Region pointing data:

......

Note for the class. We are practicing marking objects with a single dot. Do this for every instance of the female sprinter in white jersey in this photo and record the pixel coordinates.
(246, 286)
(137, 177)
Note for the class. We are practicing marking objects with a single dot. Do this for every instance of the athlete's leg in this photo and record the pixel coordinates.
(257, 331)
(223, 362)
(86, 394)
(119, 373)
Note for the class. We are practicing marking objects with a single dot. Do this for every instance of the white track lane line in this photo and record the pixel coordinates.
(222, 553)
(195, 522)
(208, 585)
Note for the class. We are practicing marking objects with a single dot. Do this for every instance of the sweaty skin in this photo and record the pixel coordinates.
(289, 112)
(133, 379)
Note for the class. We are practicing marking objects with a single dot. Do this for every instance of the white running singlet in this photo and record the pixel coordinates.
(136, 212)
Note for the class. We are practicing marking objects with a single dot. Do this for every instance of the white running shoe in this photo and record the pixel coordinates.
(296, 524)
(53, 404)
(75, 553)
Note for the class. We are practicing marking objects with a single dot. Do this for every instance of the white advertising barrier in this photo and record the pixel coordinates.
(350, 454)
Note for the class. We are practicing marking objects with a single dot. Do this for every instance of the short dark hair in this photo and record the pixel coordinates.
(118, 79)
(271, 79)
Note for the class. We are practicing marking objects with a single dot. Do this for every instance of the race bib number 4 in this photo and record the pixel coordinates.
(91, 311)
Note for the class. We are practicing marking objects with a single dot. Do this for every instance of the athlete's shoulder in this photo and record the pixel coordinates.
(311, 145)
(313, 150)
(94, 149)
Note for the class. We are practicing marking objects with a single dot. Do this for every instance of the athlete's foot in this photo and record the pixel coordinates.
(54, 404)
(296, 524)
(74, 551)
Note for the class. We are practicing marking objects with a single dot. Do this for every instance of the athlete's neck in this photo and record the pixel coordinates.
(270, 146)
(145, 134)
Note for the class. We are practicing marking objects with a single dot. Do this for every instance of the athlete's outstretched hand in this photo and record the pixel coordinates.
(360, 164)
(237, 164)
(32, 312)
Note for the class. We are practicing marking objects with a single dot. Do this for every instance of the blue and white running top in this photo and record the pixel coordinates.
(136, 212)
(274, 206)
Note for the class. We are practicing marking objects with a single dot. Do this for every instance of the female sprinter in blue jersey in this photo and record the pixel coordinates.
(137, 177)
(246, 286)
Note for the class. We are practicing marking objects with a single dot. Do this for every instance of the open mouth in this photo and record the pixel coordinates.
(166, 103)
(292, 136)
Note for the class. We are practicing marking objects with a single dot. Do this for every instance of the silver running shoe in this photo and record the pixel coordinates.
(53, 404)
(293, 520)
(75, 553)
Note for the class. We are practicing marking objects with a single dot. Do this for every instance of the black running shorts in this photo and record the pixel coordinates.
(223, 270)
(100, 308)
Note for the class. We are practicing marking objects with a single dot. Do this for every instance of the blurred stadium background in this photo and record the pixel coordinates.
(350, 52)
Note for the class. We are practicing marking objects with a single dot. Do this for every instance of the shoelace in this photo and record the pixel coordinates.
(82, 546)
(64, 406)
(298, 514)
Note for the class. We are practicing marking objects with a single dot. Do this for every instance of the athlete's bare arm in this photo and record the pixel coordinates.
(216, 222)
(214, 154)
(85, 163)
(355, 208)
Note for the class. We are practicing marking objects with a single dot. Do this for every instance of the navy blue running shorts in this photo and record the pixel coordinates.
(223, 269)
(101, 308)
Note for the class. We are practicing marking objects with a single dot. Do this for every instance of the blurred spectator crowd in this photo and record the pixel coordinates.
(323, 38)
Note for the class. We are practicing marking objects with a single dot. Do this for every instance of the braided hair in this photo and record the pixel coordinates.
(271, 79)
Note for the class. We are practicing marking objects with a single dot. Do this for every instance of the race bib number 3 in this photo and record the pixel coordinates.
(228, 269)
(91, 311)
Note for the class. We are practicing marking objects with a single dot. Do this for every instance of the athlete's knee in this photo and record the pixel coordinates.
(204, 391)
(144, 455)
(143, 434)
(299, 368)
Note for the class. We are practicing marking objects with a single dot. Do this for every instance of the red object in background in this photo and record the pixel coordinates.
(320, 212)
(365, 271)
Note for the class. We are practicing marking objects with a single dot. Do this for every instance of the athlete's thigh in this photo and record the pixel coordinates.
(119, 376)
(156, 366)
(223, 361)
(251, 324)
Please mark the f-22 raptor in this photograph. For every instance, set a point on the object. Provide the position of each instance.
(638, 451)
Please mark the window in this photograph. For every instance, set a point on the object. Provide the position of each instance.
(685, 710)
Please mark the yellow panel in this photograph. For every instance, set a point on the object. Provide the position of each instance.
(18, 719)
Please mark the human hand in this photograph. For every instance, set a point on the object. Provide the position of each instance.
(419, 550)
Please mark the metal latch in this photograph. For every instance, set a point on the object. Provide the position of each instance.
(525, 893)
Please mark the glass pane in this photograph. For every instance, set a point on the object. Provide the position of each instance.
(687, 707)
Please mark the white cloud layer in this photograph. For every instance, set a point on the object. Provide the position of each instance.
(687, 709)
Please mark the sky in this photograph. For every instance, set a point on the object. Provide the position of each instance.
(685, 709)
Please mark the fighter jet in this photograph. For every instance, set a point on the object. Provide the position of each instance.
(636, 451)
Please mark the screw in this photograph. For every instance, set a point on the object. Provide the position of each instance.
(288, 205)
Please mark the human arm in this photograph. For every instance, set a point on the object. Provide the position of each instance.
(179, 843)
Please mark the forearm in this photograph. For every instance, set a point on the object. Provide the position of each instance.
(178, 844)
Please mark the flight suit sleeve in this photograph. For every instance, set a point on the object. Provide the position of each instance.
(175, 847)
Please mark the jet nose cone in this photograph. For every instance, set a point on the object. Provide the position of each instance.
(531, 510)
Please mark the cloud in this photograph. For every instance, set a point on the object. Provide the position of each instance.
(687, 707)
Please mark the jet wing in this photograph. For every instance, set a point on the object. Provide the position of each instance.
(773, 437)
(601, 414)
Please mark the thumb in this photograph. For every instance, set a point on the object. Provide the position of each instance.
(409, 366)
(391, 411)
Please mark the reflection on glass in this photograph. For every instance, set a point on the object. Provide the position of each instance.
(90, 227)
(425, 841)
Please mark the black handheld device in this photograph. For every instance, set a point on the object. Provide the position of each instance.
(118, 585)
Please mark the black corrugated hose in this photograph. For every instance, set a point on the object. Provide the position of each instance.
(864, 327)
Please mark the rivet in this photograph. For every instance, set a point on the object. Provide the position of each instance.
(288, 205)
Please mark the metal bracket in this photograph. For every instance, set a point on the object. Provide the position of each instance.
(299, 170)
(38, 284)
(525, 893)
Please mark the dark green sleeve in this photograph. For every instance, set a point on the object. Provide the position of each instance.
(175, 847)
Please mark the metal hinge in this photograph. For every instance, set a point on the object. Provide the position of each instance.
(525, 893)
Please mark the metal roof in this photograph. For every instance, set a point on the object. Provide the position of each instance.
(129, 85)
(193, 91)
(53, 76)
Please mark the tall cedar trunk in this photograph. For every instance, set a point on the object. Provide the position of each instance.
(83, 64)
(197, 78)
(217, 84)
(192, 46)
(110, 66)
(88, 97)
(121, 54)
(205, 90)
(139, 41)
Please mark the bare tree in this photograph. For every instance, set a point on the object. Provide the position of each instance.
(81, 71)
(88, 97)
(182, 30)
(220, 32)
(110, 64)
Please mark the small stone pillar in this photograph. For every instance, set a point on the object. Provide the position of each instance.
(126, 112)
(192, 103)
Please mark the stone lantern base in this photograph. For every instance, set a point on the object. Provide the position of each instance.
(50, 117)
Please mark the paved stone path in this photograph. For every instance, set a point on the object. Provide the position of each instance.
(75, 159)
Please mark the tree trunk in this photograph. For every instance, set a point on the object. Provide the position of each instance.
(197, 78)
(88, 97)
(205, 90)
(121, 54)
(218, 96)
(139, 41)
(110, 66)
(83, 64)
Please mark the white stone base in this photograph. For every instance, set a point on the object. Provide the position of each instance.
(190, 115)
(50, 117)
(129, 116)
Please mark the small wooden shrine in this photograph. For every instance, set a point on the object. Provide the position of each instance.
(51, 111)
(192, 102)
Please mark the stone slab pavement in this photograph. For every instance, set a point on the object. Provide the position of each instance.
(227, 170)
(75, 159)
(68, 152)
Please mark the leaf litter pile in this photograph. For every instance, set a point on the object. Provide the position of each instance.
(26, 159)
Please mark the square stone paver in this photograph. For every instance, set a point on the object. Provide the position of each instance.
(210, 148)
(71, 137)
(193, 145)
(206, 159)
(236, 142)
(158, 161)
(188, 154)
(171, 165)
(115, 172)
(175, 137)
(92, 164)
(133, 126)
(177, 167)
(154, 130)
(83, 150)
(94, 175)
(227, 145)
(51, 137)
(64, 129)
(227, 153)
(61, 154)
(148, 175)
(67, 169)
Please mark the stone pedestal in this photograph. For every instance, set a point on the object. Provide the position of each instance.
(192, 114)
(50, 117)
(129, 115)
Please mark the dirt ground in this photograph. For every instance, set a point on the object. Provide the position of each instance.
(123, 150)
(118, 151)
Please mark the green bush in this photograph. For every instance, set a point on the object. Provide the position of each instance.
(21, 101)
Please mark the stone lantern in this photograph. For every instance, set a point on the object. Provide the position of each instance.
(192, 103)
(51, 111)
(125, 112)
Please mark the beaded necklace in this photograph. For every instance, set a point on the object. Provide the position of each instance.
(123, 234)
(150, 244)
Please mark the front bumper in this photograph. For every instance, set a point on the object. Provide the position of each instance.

......

Exercise instructions: The output consists solely of the lines from the line that contains "Please mark the stone slab" through the final line of the data.

Response to the exercise:
Please mark the stone slab pavement in this photograph. For every instance, set a point on the object. Provide the position of each instance.
(227, 170)
(75, 159)
(68, 152)
Please mark the leaf litter pile in this photograph. For every instance, set a point on the object. Provide the position of each instance.
(26, 159)
Please mark the square stone paver in this photograph. For every instance, set a point on the object. Provide the position of each instance.
(210, 148)
(71, 137)
(193, 145)
(206, 159)
(236, 142)
(158, 161)
(188, 154)
(171, 165)
(115, 172)
(175, 137)
(92, 164)
(133, 126)
(177, 167)
(154, 130)
(83, 150)
(94, 175)
(227, 145)
(51, 137)
(64, 129)
(227, 153)
(61, 154)
(148, 175)
(67, 169)
Please mark the stone pedestal in this photograph. For every instance, set a point on the object. Provide the position of each instance.
(192, 114)
(50, 117)
(129, 115)
Please mark the dirt ground in this photograph. For every instance, set a point on the object. Provide the position of each instance.
(123, 150)
(118, 151)
Please mark the green bush in this photograph. For every instance, set a point on the object. Provide the position of each instance.
(21, 101)
Please mark the stone lantern in this photograph. For every instance, set a point on the object. Provide the position of each instance.
(192, 103)
(51, 111)
(125, 112)
Please mark the beaded necklace in this photograph. For every instance, set a point on the object. Provide the position of each instance.
(123, 234)
(150, 244)
Please mark the front bumper in this photograph. For every instance, set a point on the object. Provide the position of each instance.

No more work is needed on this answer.